§ REQUIRED TASK: Format the records from the line containing "reads [[131, 111]]." through the line containing "208], [279, 186]]", inclusive, as a two-column CSV with the headers text and answer. Give one row per record, put each field in double quotes, and replace any line breaks with spaces.

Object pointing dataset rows

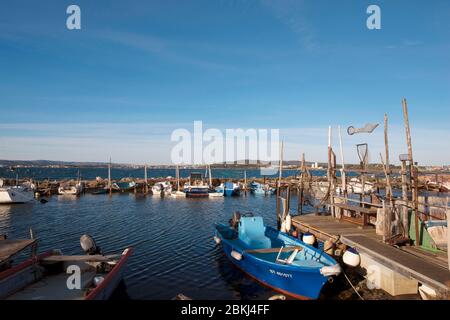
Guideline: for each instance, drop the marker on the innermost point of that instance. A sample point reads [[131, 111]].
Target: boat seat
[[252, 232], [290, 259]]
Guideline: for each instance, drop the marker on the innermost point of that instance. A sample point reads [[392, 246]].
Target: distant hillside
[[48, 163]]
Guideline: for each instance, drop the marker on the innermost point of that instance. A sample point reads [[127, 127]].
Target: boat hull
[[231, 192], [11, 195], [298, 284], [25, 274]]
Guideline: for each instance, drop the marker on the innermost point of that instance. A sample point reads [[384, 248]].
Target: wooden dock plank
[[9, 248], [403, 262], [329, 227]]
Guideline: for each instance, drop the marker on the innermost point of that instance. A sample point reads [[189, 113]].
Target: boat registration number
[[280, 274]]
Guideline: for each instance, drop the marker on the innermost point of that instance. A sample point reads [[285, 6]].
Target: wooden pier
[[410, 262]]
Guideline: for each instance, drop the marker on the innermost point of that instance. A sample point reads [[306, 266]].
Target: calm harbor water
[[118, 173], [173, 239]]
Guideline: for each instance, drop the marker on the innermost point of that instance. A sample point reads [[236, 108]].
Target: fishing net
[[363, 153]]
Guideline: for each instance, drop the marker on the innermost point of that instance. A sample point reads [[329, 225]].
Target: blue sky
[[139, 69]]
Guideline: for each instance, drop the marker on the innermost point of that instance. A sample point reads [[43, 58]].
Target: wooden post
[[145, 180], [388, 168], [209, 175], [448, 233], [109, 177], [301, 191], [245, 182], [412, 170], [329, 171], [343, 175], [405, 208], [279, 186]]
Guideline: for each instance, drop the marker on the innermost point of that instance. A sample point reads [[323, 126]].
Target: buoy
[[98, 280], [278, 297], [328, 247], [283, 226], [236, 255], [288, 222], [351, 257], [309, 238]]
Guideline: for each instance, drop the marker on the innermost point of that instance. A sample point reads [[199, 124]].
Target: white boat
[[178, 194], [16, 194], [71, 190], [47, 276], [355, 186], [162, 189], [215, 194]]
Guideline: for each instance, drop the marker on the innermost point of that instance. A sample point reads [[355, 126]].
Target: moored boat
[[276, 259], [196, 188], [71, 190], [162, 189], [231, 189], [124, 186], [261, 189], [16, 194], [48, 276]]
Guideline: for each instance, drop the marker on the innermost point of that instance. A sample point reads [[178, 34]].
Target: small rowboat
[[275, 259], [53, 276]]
==
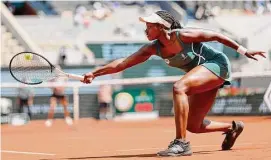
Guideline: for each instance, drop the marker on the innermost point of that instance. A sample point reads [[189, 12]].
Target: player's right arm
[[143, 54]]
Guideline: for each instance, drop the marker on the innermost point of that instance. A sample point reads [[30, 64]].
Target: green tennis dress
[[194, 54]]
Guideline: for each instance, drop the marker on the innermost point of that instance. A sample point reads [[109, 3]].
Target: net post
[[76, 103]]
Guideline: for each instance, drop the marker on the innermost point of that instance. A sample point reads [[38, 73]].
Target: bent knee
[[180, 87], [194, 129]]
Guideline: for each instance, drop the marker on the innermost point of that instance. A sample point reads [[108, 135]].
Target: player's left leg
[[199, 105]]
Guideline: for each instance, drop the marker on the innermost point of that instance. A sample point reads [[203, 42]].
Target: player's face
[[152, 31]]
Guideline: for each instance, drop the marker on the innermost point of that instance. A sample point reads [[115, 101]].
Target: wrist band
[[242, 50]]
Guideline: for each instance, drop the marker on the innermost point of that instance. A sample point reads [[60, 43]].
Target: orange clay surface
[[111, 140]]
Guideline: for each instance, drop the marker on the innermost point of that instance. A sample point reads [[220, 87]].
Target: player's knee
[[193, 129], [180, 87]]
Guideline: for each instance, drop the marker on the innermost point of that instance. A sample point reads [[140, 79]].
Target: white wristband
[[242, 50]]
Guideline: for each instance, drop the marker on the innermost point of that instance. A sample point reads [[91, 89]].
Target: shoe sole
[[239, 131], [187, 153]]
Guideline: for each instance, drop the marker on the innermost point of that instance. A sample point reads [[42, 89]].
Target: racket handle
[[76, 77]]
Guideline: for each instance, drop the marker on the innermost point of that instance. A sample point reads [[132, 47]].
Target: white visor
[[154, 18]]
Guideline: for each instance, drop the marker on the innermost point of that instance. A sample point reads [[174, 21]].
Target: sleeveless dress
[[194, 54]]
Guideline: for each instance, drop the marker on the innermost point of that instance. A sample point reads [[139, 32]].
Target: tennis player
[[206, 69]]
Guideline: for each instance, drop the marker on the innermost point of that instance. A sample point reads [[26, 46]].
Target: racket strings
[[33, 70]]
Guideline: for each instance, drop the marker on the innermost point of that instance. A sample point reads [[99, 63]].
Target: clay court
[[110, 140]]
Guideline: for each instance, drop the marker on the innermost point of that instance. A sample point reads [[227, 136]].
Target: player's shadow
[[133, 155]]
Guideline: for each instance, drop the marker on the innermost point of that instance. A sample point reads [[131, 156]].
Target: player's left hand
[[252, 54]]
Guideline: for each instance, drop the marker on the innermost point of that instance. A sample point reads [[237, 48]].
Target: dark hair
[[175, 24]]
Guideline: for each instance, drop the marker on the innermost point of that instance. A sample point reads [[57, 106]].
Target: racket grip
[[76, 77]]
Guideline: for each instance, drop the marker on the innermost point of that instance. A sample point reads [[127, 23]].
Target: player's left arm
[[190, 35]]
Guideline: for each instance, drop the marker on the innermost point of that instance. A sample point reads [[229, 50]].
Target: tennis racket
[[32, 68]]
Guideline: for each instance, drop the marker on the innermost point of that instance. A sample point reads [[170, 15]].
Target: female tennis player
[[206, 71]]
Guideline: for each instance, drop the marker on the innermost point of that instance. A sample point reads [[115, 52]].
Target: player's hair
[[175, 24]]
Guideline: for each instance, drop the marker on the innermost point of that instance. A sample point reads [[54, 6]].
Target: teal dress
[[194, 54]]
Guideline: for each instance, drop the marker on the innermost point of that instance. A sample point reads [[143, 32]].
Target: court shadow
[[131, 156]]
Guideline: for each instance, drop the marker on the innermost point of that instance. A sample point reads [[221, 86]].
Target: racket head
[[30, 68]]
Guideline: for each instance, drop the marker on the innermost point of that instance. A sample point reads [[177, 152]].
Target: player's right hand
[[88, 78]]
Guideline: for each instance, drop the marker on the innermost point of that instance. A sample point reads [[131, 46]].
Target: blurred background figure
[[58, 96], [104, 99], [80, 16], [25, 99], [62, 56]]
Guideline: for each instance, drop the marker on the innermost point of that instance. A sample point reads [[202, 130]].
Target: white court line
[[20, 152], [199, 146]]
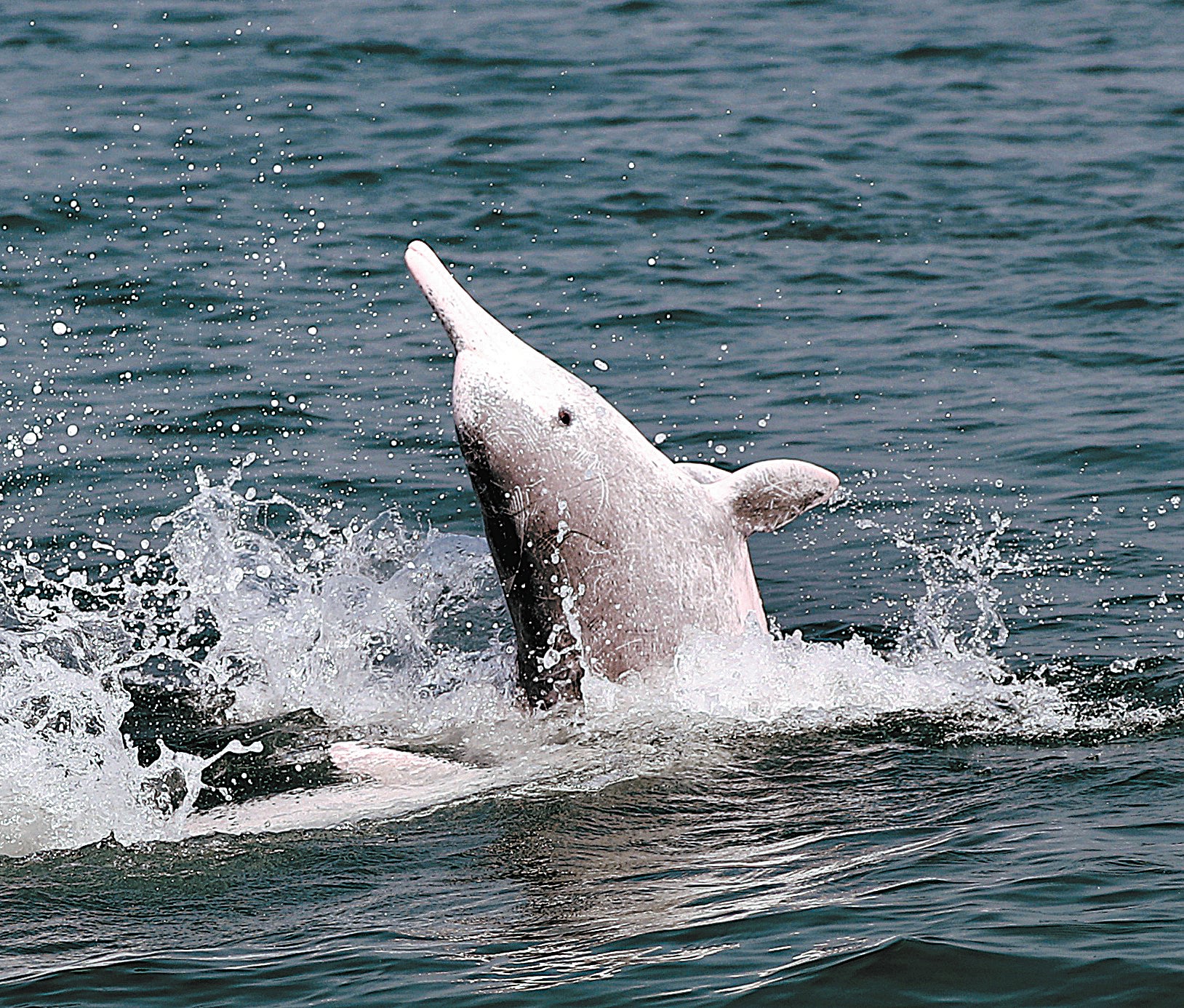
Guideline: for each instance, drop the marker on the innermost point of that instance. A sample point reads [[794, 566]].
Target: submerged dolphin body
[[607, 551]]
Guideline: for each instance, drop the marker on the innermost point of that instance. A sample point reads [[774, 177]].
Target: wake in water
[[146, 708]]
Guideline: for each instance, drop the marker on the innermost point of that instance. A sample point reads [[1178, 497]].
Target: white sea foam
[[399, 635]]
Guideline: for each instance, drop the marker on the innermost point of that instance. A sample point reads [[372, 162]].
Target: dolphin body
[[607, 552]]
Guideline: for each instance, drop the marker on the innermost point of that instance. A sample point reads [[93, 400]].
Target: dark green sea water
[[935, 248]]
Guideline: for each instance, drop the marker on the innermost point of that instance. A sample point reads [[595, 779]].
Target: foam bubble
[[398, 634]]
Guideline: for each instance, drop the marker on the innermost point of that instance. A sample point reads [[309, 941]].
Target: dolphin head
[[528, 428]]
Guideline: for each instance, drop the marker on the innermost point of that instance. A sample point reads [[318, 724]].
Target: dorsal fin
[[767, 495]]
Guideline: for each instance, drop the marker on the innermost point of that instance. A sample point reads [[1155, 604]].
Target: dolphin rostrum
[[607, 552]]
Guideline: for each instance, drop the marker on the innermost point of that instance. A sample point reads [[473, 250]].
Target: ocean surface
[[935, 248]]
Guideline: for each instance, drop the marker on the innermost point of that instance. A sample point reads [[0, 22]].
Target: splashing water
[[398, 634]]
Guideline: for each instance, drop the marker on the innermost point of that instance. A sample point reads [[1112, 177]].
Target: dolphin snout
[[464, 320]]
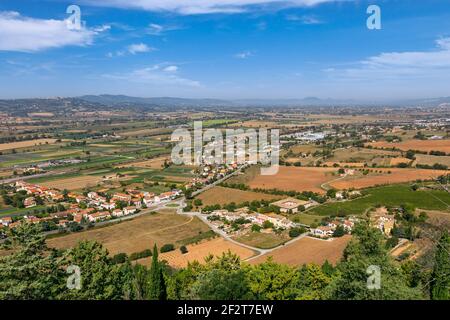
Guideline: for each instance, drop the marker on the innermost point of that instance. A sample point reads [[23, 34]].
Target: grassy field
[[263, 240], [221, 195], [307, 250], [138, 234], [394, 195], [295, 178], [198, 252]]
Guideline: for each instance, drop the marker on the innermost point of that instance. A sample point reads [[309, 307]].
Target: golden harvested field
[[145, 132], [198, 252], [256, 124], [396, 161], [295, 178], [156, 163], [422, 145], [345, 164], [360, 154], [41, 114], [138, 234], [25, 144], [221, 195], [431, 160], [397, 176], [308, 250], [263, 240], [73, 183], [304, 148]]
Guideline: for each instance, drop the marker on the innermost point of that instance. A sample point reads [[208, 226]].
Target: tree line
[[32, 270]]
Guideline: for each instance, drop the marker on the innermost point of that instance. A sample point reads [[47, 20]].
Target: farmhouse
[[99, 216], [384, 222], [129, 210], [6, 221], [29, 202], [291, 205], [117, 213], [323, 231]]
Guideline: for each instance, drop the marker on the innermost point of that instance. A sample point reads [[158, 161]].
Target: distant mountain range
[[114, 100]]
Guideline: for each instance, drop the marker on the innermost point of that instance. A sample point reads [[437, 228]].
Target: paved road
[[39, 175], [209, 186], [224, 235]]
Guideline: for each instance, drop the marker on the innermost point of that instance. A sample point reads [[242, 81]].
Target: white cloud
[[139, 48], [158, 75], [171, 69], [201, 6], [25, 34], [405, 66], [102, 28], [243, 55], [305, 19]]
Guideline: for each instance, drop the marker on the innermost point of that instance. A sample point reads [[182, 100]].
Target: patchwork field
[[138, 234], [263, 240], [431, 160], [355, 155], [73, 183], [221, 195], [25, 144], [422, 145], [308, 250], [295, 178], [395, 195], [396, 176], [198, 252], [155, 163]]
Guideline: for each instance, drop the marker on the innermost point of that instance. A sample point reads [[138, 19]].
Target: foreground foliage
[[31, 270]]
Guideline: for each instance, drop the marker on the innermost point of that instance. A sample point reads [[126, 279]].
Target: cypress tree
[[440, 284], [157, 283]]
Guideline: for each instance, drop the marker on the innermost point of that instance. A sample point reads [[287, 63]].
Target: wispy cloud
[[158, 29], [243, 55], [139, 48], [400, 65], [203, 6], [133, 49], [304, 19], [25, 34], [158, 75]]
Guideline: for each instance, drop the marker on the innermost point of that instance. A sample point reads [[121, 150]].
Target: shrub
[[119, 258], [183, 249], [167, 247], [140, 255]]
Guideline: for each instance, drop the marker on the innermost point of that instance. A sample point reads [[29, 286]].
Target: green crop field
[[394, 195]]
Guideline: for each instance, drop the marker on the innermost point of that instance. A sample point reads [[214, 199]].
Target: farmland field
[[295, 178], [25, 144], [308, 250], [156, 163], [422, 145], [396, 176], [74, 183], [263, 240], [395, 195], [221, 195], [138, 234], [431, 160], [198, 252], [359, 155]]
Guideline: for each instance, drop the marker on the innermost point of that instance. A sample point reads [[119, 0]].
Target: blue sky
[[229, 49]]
--
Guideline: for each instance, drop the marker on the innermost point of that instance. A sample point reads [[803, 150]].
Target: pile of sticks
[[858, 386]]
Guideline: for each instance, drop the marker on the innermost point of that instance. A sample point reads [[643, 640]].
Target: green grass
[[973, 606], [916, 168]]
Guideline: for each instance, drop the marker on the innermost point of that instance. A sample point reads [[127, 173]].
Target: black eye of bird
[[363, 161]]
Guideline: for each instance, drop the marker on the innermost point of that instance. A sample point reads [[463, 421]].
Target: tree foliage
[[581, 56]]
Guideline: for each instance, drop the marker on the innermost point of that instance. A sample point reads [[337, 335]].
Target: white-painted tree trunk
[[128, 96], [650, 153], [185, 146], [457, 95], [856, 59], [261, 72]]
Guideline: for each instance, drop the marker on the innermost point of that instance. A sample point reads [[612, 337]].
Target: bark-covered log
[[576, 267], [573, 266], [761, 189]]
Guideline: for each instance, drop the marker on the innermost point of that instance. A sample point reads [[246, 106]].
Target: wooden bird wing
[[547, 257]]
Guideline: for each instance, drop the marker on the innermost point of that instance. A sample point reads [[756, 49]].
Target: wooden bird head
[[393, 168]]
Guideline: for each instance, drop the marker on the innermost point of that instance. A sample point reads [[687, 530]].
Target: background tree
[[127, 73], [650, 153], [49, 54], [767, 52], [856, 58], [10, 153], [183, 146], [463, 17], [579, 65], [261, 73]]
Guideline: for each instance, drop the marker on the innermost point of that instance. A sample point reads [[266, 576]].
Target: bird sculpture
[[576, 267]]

§ RESULT:
text,answer
"Guideline: for each instance, drop the marker on the innermost point of that instance. A sample point reads [[131, 111]]. Target: boat seat","[[252, 232], [290, 259]]"
"Guideline: for each instance, drop the marker on the innermost point of that instance. A sample point reads [[392, 246]]. Target: distant hillside","[[48, 163]]"
"Guideline: for each instance, drop the marker on the innermost point of that instance. A sample point reads [[127, 127]]. Target: boat hull","[[231, 192], [11, 195], [298, 284], [25, 274]]"
"Guideline: for each instance, drop the marker on the innermost point of that instance. A sample point reads [[384, 248]]. Target: wooden dock plank","[[9, 248], [403, 262], [329, 227]]"
"Guideline: for each instance, drop the marker on the innermost point of that instance. A sample point reads [[189, 113]]. Target: boat registration number","[[280, 274]]"
"Guideline: for each instance, drop the marker on the innermost point of that instance. A sample point reads [[285, 6]]. Target: wooden pier","[[410, 262]]"
"Guideline: for each instance, drop the marker on the innermost point of that instance. A sample point reads [[306, 266]]. Target: calm harbor water","[[118, 173], [173, 239]]"
"Guideline: for each instance, drop the marker on the innermost point of that instance. A sample point reads [[236, 108]]. Target: fishing net","[[363, 153]]"
"Guideline: for each instance, drop the marker on the innermost point of that instance. A sample point reads [[329, 225]]. Target: blue sky","[[139, 69]]"
"Guideline: for each instance, drop the marker on the innermost point of that instance. A sample point reads [[43, 58]]. Target: wooden post","[[145, 180], [388, 168], [209, 175], [448, 233], [109, 177], [301, 191], [245, 182], [412, 170], [329, 171], [343, 175], [405, 208], [279, 186]]"